▶ [Goal of the exercise] Starting with the line that contains "Practice step: locate the bush", copy every line through the end of the data below, exactly and with nothing added.

▶ [Data excerpts]
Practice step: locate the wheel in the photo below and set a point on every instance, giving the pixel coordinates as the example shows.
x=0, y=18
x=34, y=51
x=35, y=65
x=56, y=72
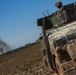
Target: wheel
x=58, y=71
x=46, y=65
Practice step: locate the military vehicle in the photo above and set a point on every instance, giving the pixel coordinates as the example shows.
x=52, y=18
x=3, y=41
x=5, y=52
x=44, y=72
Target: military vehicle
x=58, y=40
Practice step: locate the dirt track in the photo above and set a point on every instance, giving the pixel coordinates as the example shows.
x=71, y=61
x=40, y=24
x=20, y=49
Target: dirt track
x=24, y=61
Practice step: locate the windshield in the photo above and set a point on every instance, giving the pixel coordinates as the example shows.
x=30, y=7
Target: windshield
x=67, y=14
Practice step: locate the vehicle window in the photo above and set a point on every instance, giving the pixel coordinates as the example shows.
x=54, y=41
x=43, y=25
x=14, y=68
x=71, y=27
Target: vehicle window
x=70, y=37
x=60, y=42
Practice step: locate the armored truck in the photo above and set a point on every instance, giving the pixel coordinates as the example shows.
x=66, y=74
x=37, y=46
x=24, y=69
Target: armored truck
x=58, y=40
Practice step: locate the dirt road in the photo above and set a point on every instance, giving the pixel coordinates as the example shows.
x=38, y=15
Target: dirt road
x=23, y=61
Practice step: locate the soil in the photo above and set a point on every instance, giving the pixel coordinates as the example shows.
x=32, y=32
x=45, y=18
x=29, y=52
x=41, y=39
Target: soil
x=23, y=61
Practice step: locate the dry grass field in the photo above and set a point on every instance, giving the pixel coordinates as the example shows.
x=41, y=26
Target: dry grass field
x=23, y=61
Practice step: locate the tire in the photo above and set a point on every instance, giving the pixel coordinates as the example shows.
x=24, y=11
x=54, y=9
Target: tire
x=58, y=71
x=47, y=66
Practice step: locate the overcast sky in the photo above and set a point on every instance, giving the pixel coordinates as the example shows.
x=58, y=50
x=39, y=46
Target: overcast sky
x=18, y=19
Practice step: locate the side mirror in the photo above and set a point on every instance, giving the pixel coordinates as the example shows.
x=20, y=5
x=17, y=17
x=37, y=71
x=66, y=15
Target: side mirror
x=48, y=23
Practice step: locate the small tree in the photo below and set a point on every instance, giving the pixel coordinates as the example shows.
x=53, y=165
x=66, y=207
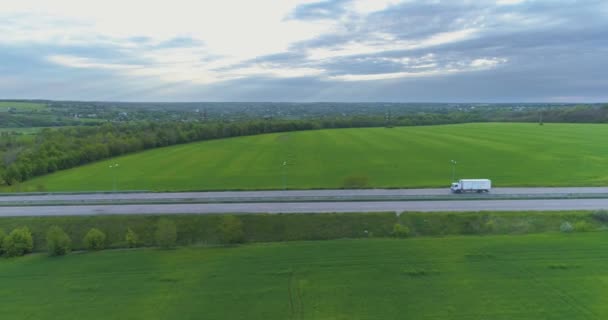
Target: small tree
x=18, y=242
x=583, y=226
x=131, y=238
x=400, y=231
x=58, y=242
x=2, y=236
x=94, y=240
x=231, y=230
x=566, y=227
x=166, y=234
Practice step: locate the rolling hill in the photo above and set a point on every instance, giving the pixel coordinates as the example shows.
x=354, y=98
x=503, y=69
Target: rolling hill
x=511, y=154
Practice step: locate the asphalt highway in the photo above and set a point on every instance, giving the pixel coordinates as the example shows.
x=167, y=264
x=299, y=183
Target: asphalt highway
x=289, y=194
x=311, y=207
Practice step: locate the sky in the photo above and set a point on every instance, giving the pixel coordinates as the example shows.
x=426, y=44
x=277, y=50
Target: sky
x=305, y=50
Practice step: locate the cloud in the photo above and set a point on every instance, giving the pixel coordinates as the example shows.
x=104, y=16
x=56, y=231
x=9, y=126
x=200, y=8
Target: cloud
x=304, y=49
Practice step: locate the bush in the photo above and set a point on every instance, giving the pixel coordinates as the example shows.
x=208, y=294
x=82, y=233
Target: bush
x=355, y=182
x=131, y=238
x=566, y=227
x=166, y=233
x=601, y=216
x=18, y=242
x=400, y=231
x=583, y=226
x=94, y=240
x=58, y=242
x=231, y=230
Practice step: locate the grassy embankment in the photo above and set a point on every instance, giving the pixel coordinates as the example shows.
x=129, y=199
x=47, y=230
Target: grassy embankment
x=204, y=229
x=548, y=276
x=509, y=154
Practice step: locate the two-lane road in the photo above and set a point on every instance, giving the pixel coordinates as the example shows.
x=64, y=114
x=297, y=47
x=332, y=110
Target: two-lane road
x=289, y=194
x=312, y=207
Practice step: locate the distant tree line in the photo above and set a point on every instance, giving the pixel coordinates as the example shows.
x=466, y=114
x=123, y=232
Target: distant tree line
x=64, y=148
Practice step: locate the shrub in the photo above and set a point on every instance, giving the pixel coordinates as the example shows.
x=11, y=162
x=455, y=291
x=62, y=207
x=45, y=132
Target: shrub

▶ [Result for this task]
Practice step: locate the bush in the photo above and set a point on every instance, giving the pixel coordinates as the example shows.
x=208, y=294
x=82, y=233
Target: bush
x=355, y=182
x=131, y=238
x=566, y=227
x=166, y=233
x=601, y=216
x=18, y=242
x=400, y=231
x=583, y=226
x=94, y=240
x=58, y=242
x=231, y=230
Practice step: locate the grassy embankment in the photo above and set a point on every instance, giving the pixel coordinates as the example shows.
x=129, y=199
x=47, y=230
Target: grassy embankment
x=204, y=229
x=548, y=276
x=509, y=154
Practice step: locate the two-lane road in the photo above and set a point on every instance, giving the pixel coordinates as the example shows.
x=64, y=114
x=297, y=47
x=332, y=110
Target: two-lane road
x=289, y=194
x=312, y=207
Practice step: locate the distant tree line in the photo above and set a point on every instance, giving the pixel coordinates as the example shows.
x=466, y=114
x=123, y=232
Target: distant tree line
x=64, y=148
Practice step: locate the shrub in the photo above and set a point on every instance, giving the pixel coordinates as the example shows.
x=11, y=162
x=455, y=291
x=62, y=207
x=45, y=132
Target: shrub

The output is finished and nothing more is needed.